→ **Instructions for the task**: Reproduce the material word for word; the images stay out.
---*---
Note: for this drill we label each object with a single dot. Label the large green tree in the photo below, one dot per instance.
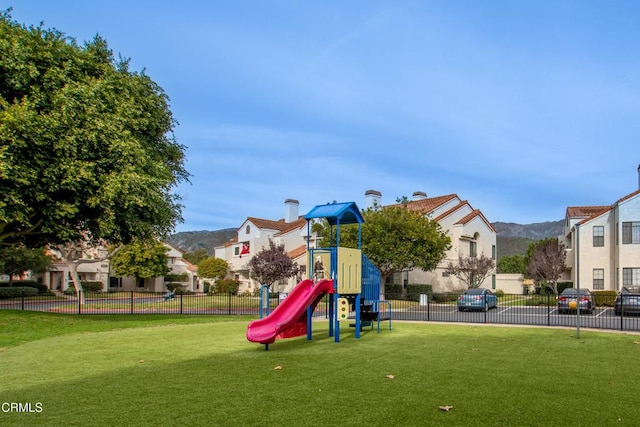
(546, 262)
(395, 238)
(141, 260)
(88, 150)
(18, 259)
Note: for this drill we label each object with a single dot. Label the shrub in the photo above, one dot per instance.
(17, 292)
(392, 291)
(91, 286)
(174, 287)
(444, 298)
(70, 291)
(28, 283)
(604, 298)
(227, 285)
(415, 290)
(544, 300)
(182, 277)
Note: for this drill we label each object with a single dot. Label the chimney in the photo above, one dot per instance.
(372, 198)
(291, 210)
(419, 195)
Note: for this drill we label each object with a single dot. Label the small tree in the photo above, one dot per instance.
(141, 260)
(514, 264)
(213, 268)
(472, 270)
(271, 264)
(395, 238)
(546, 263)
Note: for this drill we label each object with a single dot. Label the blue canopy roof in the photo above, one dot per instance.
(345, 213)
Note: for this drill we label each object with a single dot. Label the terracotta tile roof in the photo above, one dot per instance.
(295, 253)
(230, 242)
(295, 225)
(475, 214)
(628, 196)
(597, 214)
(429, 204)
(452, 210)
(585, 211)
(279, 225)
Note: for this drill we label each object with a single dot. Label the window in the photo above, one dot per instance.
(630, 233)
(598, 278)
(598, 235)
(630, 276)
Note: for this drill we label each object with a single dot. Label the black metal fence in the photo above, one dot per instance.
(539, 310)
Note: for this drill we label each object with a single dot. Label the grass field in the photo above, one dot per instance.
(183, 370)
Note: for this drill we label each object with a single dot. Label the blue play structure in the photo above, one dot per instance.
(356, 281)
(346, 275)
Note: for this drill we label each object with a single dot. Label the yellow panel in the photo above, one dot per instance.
(343, 309)
(349, 271)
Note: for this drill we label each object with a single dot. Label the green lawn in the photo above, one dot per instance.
(183, 370)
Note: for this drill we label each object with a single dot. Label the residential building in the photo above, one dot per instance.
(603, 244)
(254, 235)
(59, 277)
(470, 232)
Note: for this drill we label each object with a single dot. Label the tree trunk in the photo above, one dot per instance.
(75, 278)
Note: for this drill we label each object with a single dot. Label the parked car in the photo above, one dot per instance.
(477, 299)
(628, 301)
(569, 302)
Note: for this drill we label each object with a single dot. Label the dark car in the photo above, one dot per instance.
(569, 302)
(477, 299)
(628, 301)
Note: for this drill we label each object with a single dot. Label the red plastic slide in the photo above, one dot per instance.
(290, 312)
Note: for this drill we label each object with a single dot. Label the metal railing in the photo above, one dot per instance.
(539, 310)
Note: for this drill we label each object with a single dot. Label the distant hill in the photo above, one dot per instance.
(513, 239)
(189, 241)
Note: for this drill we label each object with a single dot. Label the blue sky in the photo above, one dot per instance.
(520, 107)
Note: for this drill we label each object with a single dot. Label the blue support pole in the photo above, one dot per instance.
(332, 313)
(309, 333)
(336, 322)
(357, 316)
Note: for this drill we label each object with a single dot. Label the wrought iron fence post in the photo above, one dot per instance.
(621, 311)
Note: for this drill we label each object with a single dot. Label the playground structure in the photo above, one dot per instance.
(346, 275)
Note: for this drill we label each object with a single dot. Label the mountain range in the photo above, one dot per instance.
(513, 239)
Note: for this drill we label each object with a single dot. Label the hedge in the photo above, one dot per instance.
(415, 290)
(605, 298)
(17, 292)
(28, 283)
(392, 291)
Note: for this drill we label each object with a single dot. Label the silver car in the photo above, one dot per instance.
(568, 301)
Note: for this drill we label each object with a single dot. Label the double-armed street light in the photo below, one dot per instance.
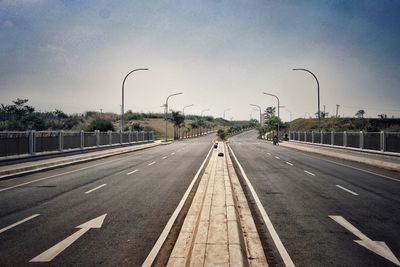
(319, 109)
(259, 108)
(278, 108)
(166, 113)
(122, 105)
(183, 110)
(226, 111)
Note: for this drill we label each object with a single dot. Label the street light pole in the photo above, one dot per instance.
(319, 108)
(166, 113)
(183, 110)
(259, 108)
(123, 92)
(278, 108)
(225, 111)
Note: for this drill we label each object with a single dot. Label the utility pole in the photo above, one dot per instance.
(337, 109)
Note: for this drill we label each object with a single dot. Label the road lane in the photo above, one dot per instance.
(299, 204)
(138, 206)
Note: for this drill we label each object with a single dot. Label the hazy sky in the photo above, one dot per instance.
(73, 55)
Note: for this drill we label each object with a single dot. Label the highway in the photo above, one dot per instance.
(319, 206)
(107, 212)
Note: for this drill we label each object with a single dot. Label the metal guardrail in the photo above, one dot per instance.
(386, 142)
(30, 143)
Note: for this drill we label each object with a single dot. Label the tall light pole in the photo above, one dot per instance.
(122, 105)
(226, 111)
(278, 108)
(319, 108)
(183, 110)
(166, 113)
(259, 108)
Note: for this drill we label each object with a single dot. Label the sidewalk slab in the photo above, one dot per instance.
(213, 233)
(380, 161)
(8, 171)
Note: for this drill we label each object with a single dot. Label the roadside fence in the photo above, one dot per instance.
(374, 141)
(30, 143)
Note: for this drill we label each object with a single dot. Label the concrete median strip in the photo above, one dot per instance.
(69, 160)
(219, 228)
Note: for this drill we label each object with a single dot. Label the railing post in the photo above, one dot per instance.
(32, 142)
(82, 139)
(60, 140)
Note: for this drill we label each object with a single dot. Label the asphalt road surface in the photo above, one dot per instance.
(299, 191)
(131, 195)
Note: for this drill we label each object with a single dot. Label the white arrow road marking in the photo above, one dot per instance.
(377, 247)
(347, 190)
(90, 191)
(310, 173)
(52, 252)
(18, 223)
(129, 173)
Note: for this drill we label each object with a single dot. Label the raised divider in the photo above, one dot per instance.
(219, 228)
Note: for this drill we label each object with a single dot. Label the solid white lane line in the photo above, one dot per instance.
(90, 191)
(18, 223)
(347, 190)
(160, 241)
(310, 173)
(129, 173)
(278, 243)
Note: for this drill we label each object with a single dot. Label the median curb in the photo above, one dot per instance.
(219, 228)
(20, 171)
(392, 166)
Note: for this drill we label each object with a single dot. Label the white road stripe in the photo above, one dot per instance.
(90, 191)
(18, 223)
(347, 190)
(278, 243)
(310, 173)
(129, 173)
(160, 241)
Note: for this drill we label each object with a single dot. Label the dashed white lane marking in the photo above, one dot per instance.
(129, 173)
(94, 189)
(18, 223)
(278, 243)
(347, 190)
(310, 173)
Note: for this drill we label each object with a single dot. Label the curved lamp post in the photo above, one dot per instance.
(122, 105)
(259, 108)
(278, 108)
(166, 113)
(319, 108)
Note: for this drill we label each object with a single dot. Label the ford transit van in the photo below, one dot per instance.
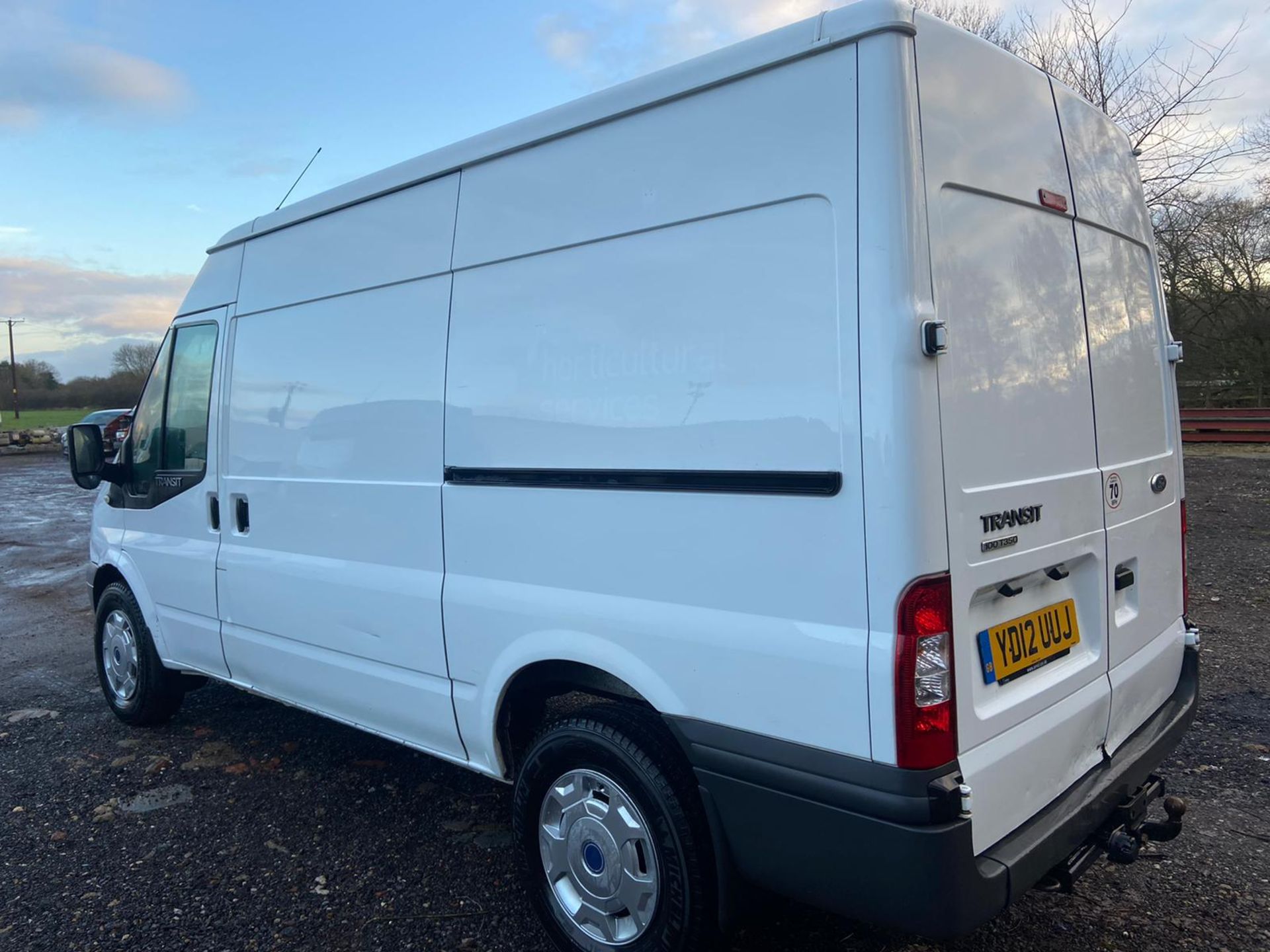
(769, 466)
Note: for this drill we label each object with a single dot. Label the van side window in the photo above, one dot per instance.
(190, 394)
(171, 429)
(148, 423)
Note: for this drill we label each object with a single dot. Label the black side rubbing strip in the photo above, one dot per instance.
(780, 483)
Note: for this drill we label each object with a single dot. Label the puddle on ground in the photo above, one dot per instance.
(157, 799)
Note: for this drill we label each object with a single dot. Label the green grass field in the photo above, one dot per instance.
(36, 419)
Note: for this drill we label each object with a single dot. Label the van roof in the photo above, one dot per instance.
(798, 40)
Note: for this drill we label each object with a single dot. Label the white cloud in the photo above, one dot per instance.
(84, 310)
(44, 70)
(609, 41)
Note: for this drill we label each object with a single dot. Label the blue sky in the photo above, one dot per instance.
(134, 134)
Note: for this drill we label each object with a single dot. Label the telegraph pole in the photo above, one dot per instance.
(13, 366)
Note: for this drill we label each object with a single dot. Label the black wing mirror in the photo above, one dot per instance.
(88, 457)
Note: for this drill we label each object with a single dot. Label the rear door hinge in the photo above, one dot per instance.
(935, 338)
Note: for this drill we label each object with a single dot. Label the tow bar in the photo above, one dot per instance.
(1122, 836)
---*---
→ **Result below**:
Note: for this drill we label each object with a single dot. Label the large green tree in the photo below, one dot per instance.
(546, 262)
(395, 238)
(141, 260)
(88, 150)
(18, 259)
Note: for this drill we label each object with a single dot. Label the shrub in the photo above, one dot per instance.
(17, 292)
(392, 291)
(91, 286)
(174, 287)
(444, 298)
(70, 291)
(28, 283)
(604, 298)
(227, 285)
(415, 290)
(544, 300)
(182, 277)
Note: for this drill we label each object with a single dot. Label the chimney in the photo above, one dot per instance.
(372, 198)
(291, 210)
(419, 195)
Note: for this drill we label each object with a single dot. Label the small tree in the photo above, one dot per instance.
(141, 260)
(514, 264)
(213, 268)
(472, 270)
(271, 264)
(395, 238)
(546, 263)
Note: for this drill we label each object with a single dot. Label the blue canopy roof in the photo above, one dot per instance.
(345, 213)
Note: for this drill we label each object with a single dot. Label the terracotta tile roof in the photo above, one dot per instance.
(295, 253)
(230, 242)
(295, 225)
(475, 214)
(628, 196)
(597, 214)
(429, 204)
(452, 210)
(585, 211)
(279, 225)
Note: for this drill we label each object with a single dot. Label the window in the photo above, one dot per instance.
(630, 233)
(598, 278)
(598, 235)
(630, 276)
Note: for this drill we label each object with a single dot. Label the black metal fence in the photo above, one dot per instance.
(539, 310)
Note: for this drill we label each object with a single dot. Label the grass field in the photo above, one dot per instance.
(183, 370)
Note: for this drill we label each object with a single dot. Label the blue play structure in the photo above, one dot per instance.
(356, 281)
(346, 275)
Note: for this drill we label each object with a single dot. Label the yellow panel in the photo above, one dot per instance.
(343, 309)
(349, 271)
Note: for this drill we label each object with a single dot. Label the green lawn in the photo above, one dot per instance.
(183, 370)
Note: for this drill we label each object with a single dot. Label the residential building in the photo above, one dot per instance.
(603, 244)
(254, 235)
(59, 277)
(470, 232)
Note: for this drill we label each object with a single dot. Label the tree trunk in the photo above, one dot per instance.
(75, 278)
Note: for this drill we label each object with a single dot. Label the parked car in the photo above, one dot per instance.
(477, 299)
(628, 301)
(569, 302)
Note: for this drill we label each object with a single dot. Label the dark car in the photo above, one dot per instance.
(569, 302)
(477, 299)
(628, 301)
Note: for this drill we label each object with a single dot. Label the red plastic slide in the photo above, one dot per instance.
(290, 312)
Note: for this drill we label each object with a single dot. Label the metal railing in the photo above, one dot per instance.
(539, 310)
Note: for this drill we label each object with a single dot. Label the distant hill in the photo above, one dot per instance.
(513, 239)
(189, 241)
Note: for this drill we label each object with a single dot. Label the blue sky in the photo above, one dot per instance.
(520, 107)
Note: for this drill we label each object with a single dot. Label the blue support pole in the photo above, one dot per instance.
(332, 313)
(309, 333)
(336, 322)
(357, 316)
Note: for this drill we label each object with a single dot. Label the wrought iron fence post in the photo above, one dot per instance.
(621, 311)
Note: for this drill we label each object with a single dot. Label the playground structure in the photo above, one dot per instance.
(346, 275)
Note: for this drill we label each object with a single dot. Label the mountain range in the photo above, one dot per instance.
(513, 239)
Note: for this drill we label each object with a single dot. Label the hedge in the photo above, one dot per instance.
(415, 290)
(605, 298)
(17, 292)
(28, 283)
(392, 291)
Note: for this drill we label each object with a single dot. Label the silver car in the photo above, one dot per instance.
(568, 301)
Note: for this drill we label each object with a single dot. Label the double-armed street light in the photo below, one dot per instance.
(319, 109)
(259, 108)
(278, 108)
(166, 113)
(122, 105)
(183, 110)
(226, 111)
Note: for this drill we label each object with a single dot. Label the street light pole in the photo above, one dot per instance.
(319, 108)
(166, 113)
(183, 110)
(259, 108)
(123, 92)
(278, 108)
(225, 111)
Note: for this drill we label each object with a single dot. Label the utility pole in the photo above, one dot per instance.
(337, 109)
Note: for this drill we label each object with a single dot. Label the road lane in the photo above, one dot per instance.
(299, 204)
(138, 206)
Note: for this drill we label each object with a single dot. Label the hazy sky in the photo above, one dot per instance.
(73, 55)
Note: for this drill we label each object with a single dot. Label the highway in the photo above, one dot per instance.
(319, 206)
(107, 212)
Note: for this drill we label each object with a single dot. Label the metal guardrail in the photo above, one dot per instance.
(386, 142)
(30, 143)
Note: for this drill we label each object with a single dot. Label the tall light pole in the photo above, one dot per instance.
(122, 105)
(226, 111)
(278, 108)
(319, 108)
(183, 110)
(166, 113)
(259, 108)
Note: for this drill we label each object with a single dot. Label the sidewalk slab in the photo above, one dot per instance.
(213, 233)
(380, 161)
(8, 171)
Note: for this drill we label each object with a single dot. Label the roadside fence in the photo above, one dot per instance.
(374, 141)
(30, 143)
Note: for this drill we label each object with a single dot. Label the concrete median strip in the photo above, one dot per instance.
(69, 160)
(219, 228)
Note: for this drill we label each object with a single dot. Label the railing post in the photo above, one dot per instance.
(32, 142)
(82, 139)
(60, 140)
Note: for this drill we label each object with a single dot. Label the asphalt road surface in the photo above, one dot per instance.
(299, 191)
(131, 195)
Note: for this drill we label each object with a single dot. Label the white arrow road marking in the photo above, one dot per instance.
(377, 247)
(347, 190)
(90, 191)
(310, 173)
(52, 252)
(18, 223)
(129, 173)
Note: for this drill we label each object with a single dot. Label the raised divider in the photo above, one dot per instance.
(219, 228)
Note: for this drill we label each object with a single dot. Label the solid white lane line in the photo above, one dot per instance.
(90, 191)
(18, 223)
(347, 190)
(160, 241)
(310, 173)
(129, 173)
(278, 243)
Note: for this drill we label each object with a single dot. Label the median curb in the photo above, one dot per instance.
(219, 228)
(20, 171)
(392, 166)
Note: for this drill we label each object with a single dot. Label the white road stripe in the photo above, one dot per instance.
(90, 191)
(18, 223)
(347, 190)
(278, 243)
(310, 173)
(129, 173)
(160, 241)
Note: for this drill we label each object with a single dot. Label the dashed white lane marking in the photo above, one dot per instance.
(129, 173)
(94, 189)
(18, 223)
(278, 243)
(347, 190)
(310, 173)
Note: for this drill we label each object with a single dot. Label the curved lamp post in the photo above, one dot per instance.
(122, 105)
(259, 108)
(278, 108)
(166, 113)
(319, 108)
Note: for this drill we label each object with a single dot. Label the ford transit van in the photo below, one dot per instance.
(769, 466)
Note: for this drill we label each object with a single dot. Label the van side window in the photo above, one dot per instance.
(190, 394)
(171, 429)
(148, 423)
Note: for this drill we label each object with a single dot. Label the black side rubbing strip in the photo above, one dot per instance.
(780, 483)
Note: for this drill we label each object with a single dot. Label the puddle on ground in the photo above, one dot per instance.
(157, 799)
Note: for this drill we label each object with a single dot. Label the green grass field in the photo above, one dot per instance.
(36, 419)
Note: for this drill we label each object with a single dot. Label the van roof in the photo above, one dot per instance.
(798, 40)
Note: for this drill we label each object with a single dot. Label the white cloud in the photo above, one dot per instance.
(84, 310)
(44, 70)
(609, 41)
Note: for this drill we label each object with a single dot. Label the blue sky in the photo above, one dot per instance.
(134, 134)
Note: for this drill we label each object with a single dot. Label the telegraph pole in the photo above, one dot per instance.
(13, 366)
Note: for this drill we label each object with a single dot. Label the black wing mirror in the photo above, one dot per instance.
(88, 457)
Note: for this drill we label each object with a single dot. Label the rear door hinge in the photo above, one dot per instance.
(935, 338)
Note: for this drill we label each object with a single dot. Label the tow bar in the photo above, one dot per instance.
(1122, 836)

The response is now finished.